• _Extract provided_

*** Begin section ***

Spinal Cord Disorders

Spinal cord disorders may be both traumatic and non-traumatic in nature. Non-traumatic occurrences may be linked to arthritis, development of cancerous tumors, infections and/or degeneration of the spine. Traumatic spine injury may result from an injury, accident, such as a construction or trucker accident and blunt forces such as, a gunshot wound that causes deep damage to the spinal cord.

Symptoms of a Spinal Cord Disorder  

There are a wide variety of symptoms that may relate to spinal cord disorders, depending upon the type of disorder and extent of the condition. Some of the more common generalized symptoms may include, but may not be limited to one or more of the following.   

  • Back ache
  •  Feeling of burning sensations in various parts of the body
  •  Extreme stinging sensation in the body
  •  Muscle spasm sensations
  •  Loss of sensation of hot and cold
  •  Gradual loss in muscle strength
  •  Decreased skin sensitivity

More serious symptoms, relating to spinal cord injury, include:

  • Changes in the circulatory, respiratory and sexual functioning
  •  Gradual loss of control over bladder and bowel movements
  •  Neurological Deficits
  •  Paralysis
  •  Difficulty breathing

Spinal Cord Disorder Diagnosis and Treatment  

Injury to the spinal cord is often a case of emergency. If the individual is not fully awake, has a stiff neck and generalized weakness, the physician may immediately order certain diagnostic tests. Amongst the above mentioned symptoms, CT scan, MRI and X-rays are performed to diagnose spinal injury. In the event of a past injury, the physician may conduct a specific neurological examination to test for muscle strength and sensation.

*** End section ***

[Stored data entries]
*** Begin section ***

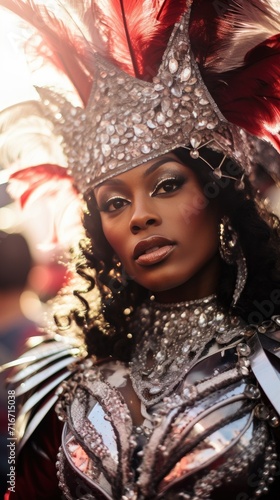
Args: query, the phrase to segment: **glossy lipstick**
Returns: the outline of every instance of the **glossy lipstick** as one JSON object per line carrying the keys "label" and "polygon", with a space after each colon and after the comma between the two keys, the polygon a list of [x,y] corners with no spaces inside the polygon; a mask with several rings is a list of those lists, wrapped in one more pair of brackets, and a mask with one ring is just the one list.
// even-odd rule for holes
{"label": "glossy lipstick", "polygon": [[173,249],[173,241],[162,236],[152,236],[137,243],[133,258],[141,266],[152,266],[164,260]]}

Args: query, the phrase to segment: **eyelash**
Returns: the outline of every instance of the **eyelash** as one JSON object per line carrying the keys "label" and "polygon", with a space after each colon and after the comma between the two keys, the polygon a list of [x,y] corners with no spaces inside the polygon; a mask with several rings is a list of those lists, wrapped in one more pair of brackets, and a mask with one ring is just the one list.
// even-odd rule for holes
{"label": "eyelash", "polygon": [[183,176],[174,176],[174,177],[168,177],[168,178],[164,178],[162,180],[160,180],[156,187],[154,188],[153,192],[152,192],[152,195],[155,195],[157,194],[157,192],[160,190],[160,188],[166,186],[167,184],[173,184],[173,186],[175,185],[175,189],[172,189],[171,191],[166,191],[165,193],[159,193],[159,195],[165,195],[165,194],[170,194],[174,191],[177,191],[177,189],[179,189],[185,182],[185,178]]}
{"label": "eyelash", "polygon": [[[170,191],[165,191],[163,193],[158,193],[158,196],[164,196],[164,195],[169,195],[175,191],[177,191],[178,189],[180,189],[180,187],[184,184],[185,182],[185,177],[183,176],[174,176],[174,177],[168,177],[168,178],[164,178],[164,179],[161,179],[155,186],[155,188],[153,189],[152,193],[151,193],[151,196],[155,196],[157,195],[158,191],[163,188],[164,186],[168,185],[168,184],[172,184],[173,187],[175,186],[175,189],[172,189]],[[121,201],[121,202],[124,202],[124,204],[121,206],[121,207],[118,207],[118,208],[114,208],[113,210],[110,210],[110,206],[112,205],[112,203],[114,201]],[[125,206],[125,204],[129,203],[126,198],[122,198],[121,196],[115,196],[113,198],[110,198],[109,200],[103,202],[101,204],[101,207],[99,208],[99,211],[100,212],[116,212],[118,210],[120,210],[121,208],[123,208]]]}

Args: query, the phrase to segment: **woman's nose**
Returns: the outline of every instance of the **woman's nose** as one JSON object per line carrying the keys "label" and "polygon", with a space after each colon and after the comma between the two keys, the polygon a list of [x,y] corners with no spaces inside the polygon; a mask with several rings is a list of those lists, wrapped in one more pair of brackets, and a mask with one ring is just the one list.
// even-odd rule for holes
{"label": "woman's nose", "polygon": [[130,219],[130,230],[133,234],[146,229],[148,226],[158,226],[161,217],[152,207],[152,200],[149,202],[138,202],[134,204],[134,211]]}

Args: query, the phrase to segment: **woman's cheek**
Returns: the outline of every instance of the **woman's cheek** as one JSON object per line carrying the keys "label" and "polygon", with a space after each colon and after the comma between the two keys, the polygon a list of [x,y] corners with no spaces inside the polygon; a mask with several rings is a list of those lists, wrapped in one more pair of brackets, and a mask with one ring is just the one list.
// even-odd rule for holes
{"label": "woman's cheek", "polygon": [[205,208],[209,204],[209,201],[202,196],[197,194],[188,203],[180,203],[178,206],[179,213],[186,224],[193,221],[194,217],[202,215]]}

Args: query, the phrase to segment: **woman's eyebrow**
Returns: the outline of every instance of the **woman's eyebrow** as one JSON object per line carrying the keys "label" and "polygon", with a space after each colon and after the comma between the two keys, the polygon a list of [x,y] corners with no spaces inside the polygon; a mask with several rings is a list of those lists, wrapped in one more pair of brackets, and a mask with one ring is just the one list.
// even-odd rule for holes
{"label": "woman's eyebrow", "polygon": [[94,189],[94,192],[95,194],[98,193],[98,191],[102,188],[102,187],[108,187],[108,186],[122,186],[124,185],[125,182],[122,180],[122,179],[117,179],[116,177],[113,177],[112,179],[108,179],[107,181],[104,181],[102,184],[100,184],[100,186],[96,186],[96,188]]}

*** End section ***

• _Assigned task 1_
Using the extract on spinal cord disorders, decide whether each statement agrees with it: (a) non-traumatic spinal cord disorders may be linked to infections; (b) paralysis appears among the common generalized symptoms; (c) after a past injury, the physician may conduct a neurological examination to test muscle strength and sensation. Answer yes or no for each, quoting the deciding words of the extract.
• _Assigned task 2_
Take the extract on spinal cord disorders further, writing on from its final sentence.

• _Response 1_
(a) Yes: "Non-traumatic occurrences may be linked to arthritis, development of cancerous tumors, infections and/or degeneration of the spine."
(b) No: paralysis falls under "More serious symptoms, relating to spinal cord injury, include:"
(c) Yes: "In the event of a past injury, the physician may conduct a specific neurological examination to test for muscle strength and sensation."

• _Response 2_
The diagnosis of spinal cord disorders may be similar in nature to a spinal injury, along with a comprehensive consultation to review symptoms, medical history, evaluation of functional and neurological capacity, as well as, other diagnostic tests to rule out other possible conditions.

Treatment for Spinal Disorders and Injuries

Individuals suffering from an initial spinal injury may be stabilized with the assistance of traction to immobilize the injured part of the body for a certain time period. The nature of treatment for individuals suffering from a spinal cord injury or a spinal disorder relates to the results of diagnostic testing, treatment for root causes and secondary conditions, the medical provider’s area of expertise and your choice after careful review of the options when possible.  The least invasive approach is the first approach, barring emergent care needs.  Medications, such as, anti-pain medication and anti-inflammatory medication may be helpful.   Proper nutrition and exercise is often part of long term recommendations, as directed by the treating physician.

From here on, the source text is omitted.